(Dataset excerpt)

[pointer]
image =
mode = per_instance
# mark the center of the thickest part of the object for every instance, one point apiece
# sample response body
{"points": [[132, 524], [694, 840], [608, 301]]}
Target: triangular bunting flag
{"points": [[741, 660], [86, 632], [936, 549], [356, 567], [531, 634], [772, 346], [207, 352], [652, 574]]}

## Direction
Can you print every entry above again, line for line, with nothing changed?

## Solution for this task
[pointer]
image =
mode = per_instance
# mark the center of the thickest part of the object for every instance, one point apiece
# sample response body
{"points": [[132, 524], [694, 840], [608, 301]]}
Target: triangular bunting flag
{"points": [[741, 660], [86, 632], [936, 549], [356, 567], [531, 634], [772, 346], [207, 352], [652, 574]]}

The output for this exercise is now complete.